What the exercise asks: Every record below must be returned exactly as it was received.
──────── Dataset excerpts ────────
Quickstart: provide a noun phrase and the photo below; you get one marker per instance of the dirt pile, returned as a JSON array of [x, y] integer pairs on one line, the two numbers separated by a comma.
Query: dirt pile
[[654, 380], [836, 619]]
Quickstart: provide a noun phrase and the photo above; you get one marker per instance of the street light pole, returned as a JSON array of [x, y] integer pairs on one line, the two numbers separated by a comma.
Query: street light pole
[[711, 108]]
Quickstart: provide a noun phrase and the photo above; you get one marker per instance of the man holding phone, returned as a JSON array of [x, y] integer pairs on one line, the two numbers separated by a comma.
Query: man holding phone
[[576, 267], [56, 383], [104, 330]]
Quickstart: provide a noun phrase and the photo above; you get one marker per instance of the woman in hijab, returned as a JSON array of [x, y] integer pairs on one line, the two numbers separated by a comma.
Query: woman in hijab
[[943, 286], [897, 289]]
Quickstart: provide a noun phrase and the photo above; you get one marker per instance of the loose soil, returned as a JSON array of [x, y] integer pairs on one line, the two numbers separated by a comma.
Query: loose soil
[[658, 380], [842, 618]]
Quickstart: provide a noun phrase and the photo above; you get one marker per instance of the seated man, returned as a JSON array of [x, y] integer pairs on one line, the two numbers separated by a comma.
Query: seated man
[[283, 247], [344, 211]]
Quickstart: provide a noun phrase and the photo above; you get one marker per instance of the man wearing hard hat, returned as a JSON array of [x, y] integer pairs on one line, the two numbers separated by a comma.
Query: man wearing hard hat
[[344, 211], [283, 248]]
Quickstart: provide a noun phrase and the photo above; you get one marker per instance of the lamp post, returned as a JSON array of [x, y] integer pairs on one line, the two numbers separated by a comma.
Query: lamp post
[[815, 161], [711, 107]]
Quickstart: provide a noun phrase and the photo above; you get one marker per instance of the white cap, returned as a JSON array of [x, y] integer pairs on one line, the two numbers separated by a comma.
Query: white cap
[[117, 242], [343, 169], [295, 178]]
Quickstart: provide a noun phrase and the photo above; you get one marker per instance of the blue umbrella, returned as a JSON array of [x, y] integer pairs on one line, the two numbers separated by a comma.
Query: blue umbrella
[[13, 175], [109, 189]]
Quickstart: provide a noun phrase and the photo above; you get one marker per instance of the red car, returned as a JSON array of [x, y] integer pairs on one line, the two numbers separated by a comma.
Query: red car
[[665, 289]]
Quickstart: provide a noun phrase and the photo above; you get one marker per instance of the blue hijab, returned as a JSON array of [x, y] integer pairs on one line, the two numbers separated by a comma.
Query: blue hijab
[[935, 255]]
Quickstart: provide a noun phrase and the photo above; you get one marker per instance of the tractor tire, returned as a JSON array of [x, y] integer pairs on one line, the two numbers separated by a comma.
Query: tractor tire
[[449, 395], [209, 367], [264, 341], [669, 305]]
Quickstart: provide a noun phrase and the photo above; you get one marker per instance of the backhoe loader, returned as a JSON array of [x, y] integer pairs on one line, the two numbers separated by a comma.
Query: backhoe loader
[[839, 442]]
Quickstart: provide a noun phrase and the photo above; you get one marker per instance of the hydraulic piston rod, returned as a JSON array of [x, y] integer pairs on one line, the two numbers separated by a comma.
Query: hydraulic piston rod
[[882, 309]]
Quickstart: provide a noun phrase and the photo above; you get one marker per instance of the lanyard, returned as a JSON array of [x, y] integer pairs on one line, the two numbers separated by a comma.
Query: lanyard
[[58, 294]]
────────
Response area:
Quickstart: provide a noun phrase and the photo below; you get one marker per instance of the dirt pile, returned as a JSON array of [x, y] integer pairs on one line, the two numbers separated by a comma.
Query: dirt pile
[[654, 380], [836, 619]]
Quickstart: provide a noun phrase and the photo above; you get one marker per instance of the street light pole, returned as a JSON array of [x, y] integer pairs on one line, the two numbers separated by a comma.
Query: street light pole
[[711, 108]]
Quickstart: provide a noun phrase and the photo above; you get one marker per instance of the man holding phone, returned as a JSON array of [x, y] integer pairs on one line, the two numbers separated by a comma.
Query: man holding phone
[[576, 267], [56, 383], [104, 330]]
Quickstart: provide a noun phrase and the photo above; you get one marker per instance of the woman in hijab, returned as a JSON array of [x, y] integer pairs on one line, the two numbers separated by a comma.
Query: woman in hijab
[[943, 286], [897, 289]]
Quickstart: provide a noun phrase and the photo above; you get one marker per instance of the loose soil, returned as a JSON array of [x, y] integer pairs on one line, the two numbers separated by a comma.
Query: loose soil
[[658, 380], [842, 618]]
Quickstart: provide a noun phrase and the photo above; you get one marker per instance of the seated man, returned as a JSON array of [x, y] integer pairs on one line, the two numbers separated by a comma.
Query: seated man
[[283, 247], [344, 211]]
Quickstart: provide a noun phrase and the photo above; you get one marker per instance of the man wearing hard hat, returned as a JSON array of [x, y] integer pairs on one line, the two numbers separated by a comma.
Query: man wearing hard hat
[[344, 211], [283, 248]]
Quickstart: provide a noun phrase and the photo above; you get one marker per instance of the lamp post, returned as a JSON array of [x, y] integer pairs on one line, the two numbers separated by a comma.
Query: lamp post
[[815, 161], [711, 107]]
Quickstart: provide a noun phrase and the photo above; you get one marker per instance of the white cap, returned as a JSON array of [x, y] integer pairs on one line, the two numbers separated by a comma.
Query: white cap
[[117, 242], [343, 169], [295, 178]]
Quickstart: provide a noun phrase and the photo above; you get one marker per instance of the blue umbrella, returned as a JSON array of [x, y] integer pairs on one line, the two numbers separated by a comma.
Query: blue umbrella
[[13, 175], [109, 189]]
Quickstart: provide a noun phrase and the photo above; you get one marker per instance of the red car, returned as a JSON array of [x, y] integer pairs on one line, the two numbers separated by a comma.
Query: red car
[[665, 289]]
Quickstart: provide a noun phrase and the photo above; you get one marker per instance of the blue hijab, returned as a JSON array of [x, y] integer pairs on one line, the two numbers separated by a comma.
Query: blue hijab
[[935, 255]]
Quickstart: provide a noun phrase and the photo above; you get one marker per instance of the tractor tire, returned as a JSON array of [x, y] integer pairs on one line, the two numbers separated by a comma.
Query: tractor tire
[[449, 395], [209, 367], [264, 341], [669, 305]]
Quickstart: provide a noun phrase and the photo above; you get one marker per instance of the backhoe loader, returned as a JSON array of [x, y] integer pairs on one line, the two numbers separated by a comma.
Query: backhoe loader
[[839, 442]]
Quickstart: provide a noun phrase and the photo above; you get one marker per instance of the hydraulic piston rod, returned as a JSON array of [x, y] integer pairs on one line, the two numbers separated by a comma.
Query: hydraulic piston rod
[[882, 309]]
Quickstart: provide a noun phrase and the photo above; you get one marker per instance of the lanyard, returned as a JSON array of [x, y] integer pairs on one line, the two numbers separated by a comma.
Query: lanyard
[[58, 294]]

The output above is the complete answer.